## Task prompt
Edit the listing below so that each "Target" becomes "Label", and leave every other part of the lines as it is.

Some records
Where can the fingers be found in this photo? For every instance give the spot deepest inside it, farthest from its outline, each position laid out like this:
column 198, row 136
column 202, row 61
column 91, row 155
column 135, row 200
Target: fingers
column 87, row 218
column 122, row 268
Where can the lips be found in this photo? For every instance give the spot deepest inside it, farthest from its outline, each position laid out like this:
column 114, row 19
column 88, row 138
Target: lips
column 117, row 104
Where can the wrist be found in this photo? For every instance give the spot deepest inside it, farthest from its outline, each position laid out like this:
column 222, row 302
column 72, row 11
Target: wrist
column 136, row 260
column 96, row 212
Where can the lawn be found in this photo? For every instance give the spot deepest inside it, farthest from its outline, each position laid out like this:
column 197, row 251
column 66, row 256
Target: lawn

## Task solution
Where can the fingers be found in this photo? For every instance give the spot deepest inside it, farthest from its outline, each position laid out like this:
column 198, row 136
column 202, row 61
column 91, row 155
column 135, row 200
Label: fingers
column 87, row 218
column 122, row 268
Where can the lips be found in this photo? For every instance give the spot deepest inside it, farthest from its outline, each position laid out like this:
column 114, row 19
column 88, row 138
Label: lips
column 117, row 104
Where can the wrist be found in this photo? For every instance give the spot deepest inside it, farthest from its outline, each position laid out like this:
column 222, row 302
column 72, row 11
Label: wrist
column 136, row 260
column 96, row 212
Where can the lawn be found in this photo? For every instance give the spot deepest inside it, farthest from its outline, each position laid out like this:
column 197, row 251
column 66, row 256
Label: lawn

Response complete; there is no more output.